CONSEGNA:
Continua il testo su Giovanni Bellini partendo dalla sua ultima frase.

BLOCCO DI TESTO:
-.-.-

Giovanni Bellini

Un luogo fondamentale per conoscere ed apprezzare la pittura del veneziano Giovanni Bellini, figura di primo piano del Rinascimento, è sicuramente la Pinacoteca di Brera di Milano, nella quale sono custoditi capolavori che vanno dalla giovanile e struggente Pietà sino ad una Madonna con Bambino dipinta alla soglia degli ottant'anni, passando per l'immensa Predica di San Marco ad Alessandria d'Egitto, realizzata con l'amato fratello, capace di imporsi come uno dei dipinti simbolo di Brera.

Nato intorno al 1430, Giovanni lavorò senza sosta per ben sessant'anni, rinnovando per sempre la pittura veneziana. Proveniente da una famiglia di artisti, mostrò sin da subito la propria inclinazione alle arti ed ebbe la fortuna di poter coltivare questa passione grazie al padre Iacopo, anch'egli pittore, che diede a lui e al fratello maggiore Gentile i primi preziosi insegnamenti.
Scrive Giorgio Vasari nelle Vite: "Iacopo stesso insegnò loro con ogni diligenza i principii del disegno, ma non passò molto, che l’uno e l’altro avanzò il padre di gran lunga".

Sin da subito Giovanni assunse come punto di riferimento l'opera di Mantegna, con il quale si può fare un interessante confronto in quella che è la prima sala della Pinacoteca di Brera, dove sono conservati due assoluti capolavori: la Pietà, firmata dal Bellini nel 1460 circa, e il Cristo morto del Mantegna, dipinto qualche anno dopo tra il 1475 e il 1478.
Il Bellini mostra con la sua opera di aver appreso la lezione prospettica del Mantegna, che dal 1453 divenne suo cognato, riprendendo da lui anche la capacità di conferire alle figure una bellezza scultorea.

Colpiscono immediatamente, infatti, la virilità dei corpi nudi sebbene segnati dalla sofferenza, così come il sapiente uso della prospettiva, con la scelta originalissima dello scorcio prospettico da parte del Mantegna e la capacità in entrambi di dare la sensazione di poter quasi toccare i personaggi, in particolare la mano del Cristo appoggiata ad un davanzale nella Pietà ed i suoi piedi nella tela del Mantegna.
Durante la sua carriera Bellini si allontanò pian piano dal cognato per quanto riguarda l'attenzione ai sentimenti. Il suo interesse per l'interiorità umana sarà un elemento che lo contraddistinguerà sempre ed è già ben visibile nella Pietà nel dolce abbraccio che lega Maria e Gesù, con le guance quasi congiunte, sospesi in un silenzioso dialogo tra Madre e Figlio che sembra superare la morte e dare vita ad un corpo che, alla presa di coscienza di questo dettaglio, ci appare semplicemente addormentato, come quando la Madonna lo cullava in grembo da piccolo. Di più, il Bellini sembra aver voluto dare una vera e propria anima a Gesù che quasi volge il capo verso sua Madre, come a cercare ancora una volta il calore del suo affetto. È un dettaglio poetico capace di commuovere l'osservatore così come San Giovanni, che sembra non riuscire ad osservare la scena voltandosi dall'altra parte in lacrime.

-.-.-

DATI DI PARTENZA:

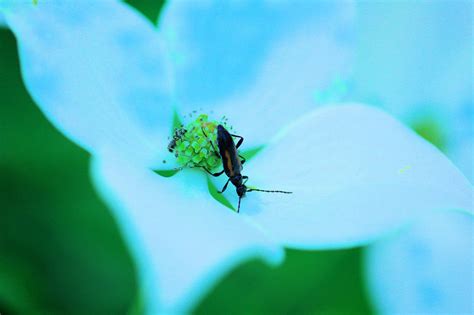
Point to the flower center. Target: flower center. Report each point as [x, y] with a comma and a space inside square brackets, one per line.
[195, 145]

-.-.-

ESERCIZIO SVOLTO:
Nella stessa sala vi è anche una Madonna con Bambino realizzata in età giovanile nota come Madonna greca per la scritta in alto sul bordo del dipinto. La Vergine e il Bambino hanno lo sguardo triste e malinconico, contrariamente alle classiche sacre rappresentazioni che mostrano sì un richiamo al triste futuro di Gesù, mettendo però in evidenza la felicità e la dolcezza del momento familiare. Qui, invece, sembra quasi che Maria voglia proteggere con entrambe le mani il piccolo da qualcosa che entrambi hanno visto e di cui anche noi avvertiamo la presenza osservando i loro occhi. Si tratta con molta probabilità di un richiamo, o probabilmente anche solo il pensiero, al futuro e alla Passione come mostra il frutto che Gesù tiene nella mano sinistra.

Determinante fu per Bellini l'incontro con Antonello da Messina, giunto a Venezia nel 1475, con il quale instaurò un fecondo rapporto che determinò interessanti sviluppi nei loro percorsi. Giovanni gli insegnò infatti come conferire ai soggetti un carattere umano mantenendo allo stesso tempo quella monumentalità che entrambi avevano ereditato dall'ormai affermata scuola di Piero della Francesca. In cambio Antonello trasmise al veneziano la sua attenzione alla luce e la propensione naturalistica, permettendo così al Bellini di divenire il migliore pittore di paesaggio del Quattrocento.

Un primo esempio è la Madonna con Bambino dell'Accademia Carrara di Bergamo, detta anche Madonna di Alzano, piena di luce e tenerezza, dalla perfetta prospettiva e con un paesaggio davvero suggestivo che si perde nell'immensità dell'orizzonte. Bellissime sono le mani della Vergine, che richiamano quelle della celeberrima Annunciata di Antonello, ma è un dettaglio ancor più piccolo a dimostrare l'incontro con la pittura del messinese, vale a dire il foglietto di carta posto sul davanzale che delimita la parte bassa dell'opera, su cui l'autore pone firma e data. Bisogna infine esaminare la tecnica pittorica del dipinto, ossia quella dell'olio su tavola. Questo è ciò che spiega ancor meglio l'influenza ricevuta da Antonello che secondo la tradizione fu colui che ebbe il merito di portare la pittura ad olio in Italia, donando ai dipinti risultati decisamente migliori per brillantezza rispetto a quelli a tempera.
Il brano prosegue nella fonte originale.